TASK BRIEF:
Rewrite every line in full, starting at the beginning of the rows and ending with the line that contains "x=267 y=288", and add 67 to each x and y coordinate given as an answer.

## Begin RECORDS PROVIDED

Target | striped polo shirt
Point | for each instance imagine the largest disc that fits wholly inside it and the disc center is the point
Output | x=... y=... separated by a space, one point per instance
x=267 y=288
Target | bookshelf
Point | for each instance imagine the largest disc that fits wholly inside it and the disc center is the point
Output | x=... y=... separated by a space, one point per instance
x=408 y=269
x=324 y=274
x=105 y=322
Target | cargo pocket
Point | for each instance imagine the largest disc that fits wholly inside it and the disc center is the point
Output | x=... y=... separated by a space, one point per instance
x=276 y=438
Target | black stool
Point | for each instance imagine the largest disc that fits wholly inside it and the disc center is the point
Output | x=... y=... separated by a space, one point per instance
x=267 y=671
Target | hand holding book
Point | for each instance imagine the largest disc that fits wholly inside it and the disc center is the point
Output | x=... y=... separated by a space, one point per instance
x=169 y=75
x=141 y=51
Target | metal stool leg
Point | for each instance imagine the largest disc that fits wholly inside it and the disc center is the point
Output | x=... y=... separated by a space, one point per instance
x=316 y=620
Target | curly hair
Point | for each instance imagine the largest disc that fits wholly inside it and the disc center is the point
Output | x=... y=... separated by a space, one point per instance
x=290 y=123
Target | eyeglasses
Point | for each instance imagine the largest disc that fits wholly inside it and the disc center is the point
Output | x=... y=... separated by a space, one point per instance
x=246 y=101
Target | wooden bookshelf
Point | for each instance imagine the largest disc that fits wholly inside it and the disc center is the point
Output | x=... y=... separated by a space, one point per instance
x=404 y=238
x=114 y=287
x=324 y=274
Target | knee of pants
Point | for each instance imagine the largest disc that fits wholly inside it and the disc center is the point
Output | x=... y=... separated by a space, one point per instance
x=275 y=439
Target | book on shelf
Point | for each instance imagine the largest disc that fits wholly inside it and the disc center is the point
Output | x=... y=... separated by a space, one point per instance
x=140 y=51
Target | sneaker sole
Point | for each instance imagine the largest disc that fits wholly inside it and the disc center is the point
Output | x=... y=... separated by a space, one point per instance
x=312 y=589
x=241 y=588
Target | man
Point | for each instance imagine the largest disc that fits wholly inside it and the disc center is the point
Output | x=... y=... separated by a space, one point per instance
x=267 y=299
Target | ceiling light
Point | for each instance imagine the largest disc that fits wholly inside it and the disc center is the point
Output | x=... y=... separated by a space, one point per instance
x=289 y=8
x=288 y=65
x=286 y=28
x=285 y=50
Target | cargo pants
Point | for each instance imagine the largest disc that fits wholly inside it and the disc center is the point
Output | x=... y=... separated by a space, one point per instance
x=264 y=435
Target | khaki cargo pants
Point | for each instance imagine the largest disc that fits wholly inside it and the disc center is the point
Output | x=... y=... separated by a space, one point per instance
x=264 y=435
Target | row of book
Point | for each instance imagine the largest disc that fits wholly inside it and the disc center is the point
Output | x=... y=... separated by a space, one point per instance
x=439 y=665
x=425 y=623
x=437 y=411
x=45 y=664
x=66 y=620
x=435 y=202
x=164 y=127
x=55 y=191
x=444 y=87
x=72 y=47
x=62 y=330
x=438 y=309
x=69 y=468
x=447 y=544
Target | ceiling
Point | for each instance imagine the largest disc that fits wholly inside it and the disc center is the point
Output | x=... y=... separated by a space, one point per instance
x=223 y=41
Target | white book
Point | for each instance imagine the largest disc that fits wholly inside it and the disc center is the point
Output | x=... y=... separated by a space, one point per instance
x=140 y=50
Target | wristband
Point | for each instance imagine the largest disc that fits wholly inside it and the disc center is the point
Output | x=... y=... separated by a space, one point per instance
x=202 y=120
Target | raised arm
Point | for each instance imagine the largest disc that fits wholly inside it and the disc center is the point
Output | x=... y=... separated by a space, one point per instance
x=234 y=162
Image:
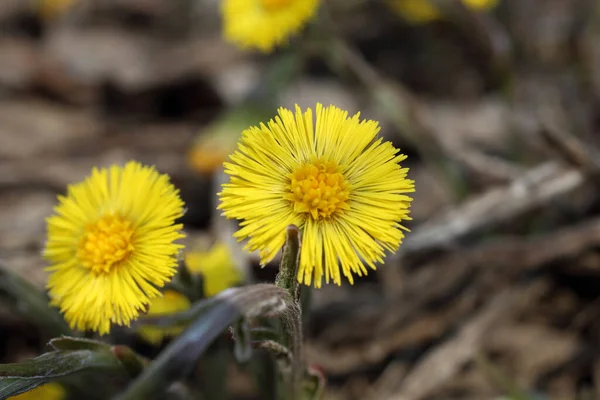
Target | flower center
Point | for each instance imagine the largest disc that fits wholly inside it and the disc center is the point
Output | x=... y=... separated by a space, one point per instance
x=319 y=189
x=105 y=243
x=272 y=5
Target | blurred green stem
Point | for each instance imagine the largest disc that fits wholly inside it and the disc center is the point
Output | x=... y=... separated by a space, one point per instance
x=291 y=323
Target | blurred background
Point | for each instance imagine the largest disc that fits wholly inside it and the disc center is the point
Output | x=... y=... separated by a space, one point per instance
x=495 y=292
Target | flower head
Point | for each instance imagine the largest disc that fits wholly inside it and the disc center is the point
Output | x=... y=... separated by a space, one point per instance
x=170 y=303
x=332 y=177
x=423 y=11
x=264 y=24
x=51 y=9
x=111 y=244
x=49 y=391
x=216 y=266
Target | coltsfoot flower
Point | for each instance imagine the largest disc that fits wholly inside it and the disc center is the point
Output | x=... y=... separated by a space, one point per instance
x=264 y=24
x=51 y=9
x=49 y=391
x=332 y=177
x=111 y=245
x=423 y=11
x=216 y=266
x=170 y=303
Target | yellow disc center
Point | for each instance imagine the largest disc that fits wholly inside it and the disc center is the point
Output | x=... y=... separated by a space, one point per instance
x=319 y=189
x=105 y=243
x=272 y=5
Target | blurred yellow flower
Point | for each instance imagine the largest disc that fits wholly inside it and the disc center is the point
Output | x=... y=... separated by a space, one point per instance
x=332 y=177
x=264 y=24
x=423 y=11
x=216 y=266
x=111 y=244
x=172 y=302
x=49 y=391
x=50 y=9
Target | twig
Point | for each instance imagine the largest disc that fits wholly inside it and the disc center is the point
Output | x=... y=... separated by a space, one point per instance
x=444 y=361
x=535 y=188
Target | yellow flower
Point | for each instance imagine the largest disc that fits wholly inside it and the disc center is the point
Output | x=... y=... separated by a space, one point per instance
x=171 y=302
x=111 y=244
x=332 y=177
x=264 y=24
x=216 y=266
x=50 y=9
x=423 y=11
x=49 y=391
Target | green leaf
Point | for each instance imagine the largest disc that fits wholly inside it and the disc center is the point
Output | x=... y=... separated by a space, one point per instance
x=32 y=302
x=179 y=357
x=22 y=377
x=71 y=343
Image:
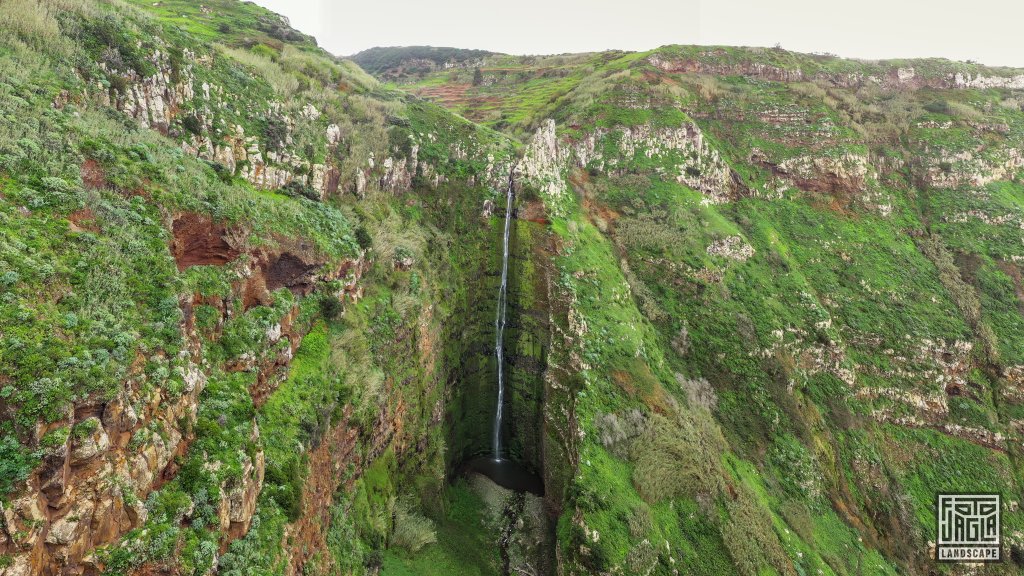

## End RECORDS PROVIDED

EXERCISE RESULT:
Target | striped polo shirt
Point | for each instance imagine the largest disc that fits wholly inside it and the disc center is the point
Output | x=... y=... separated by a space, one point per instance
x=334 y=355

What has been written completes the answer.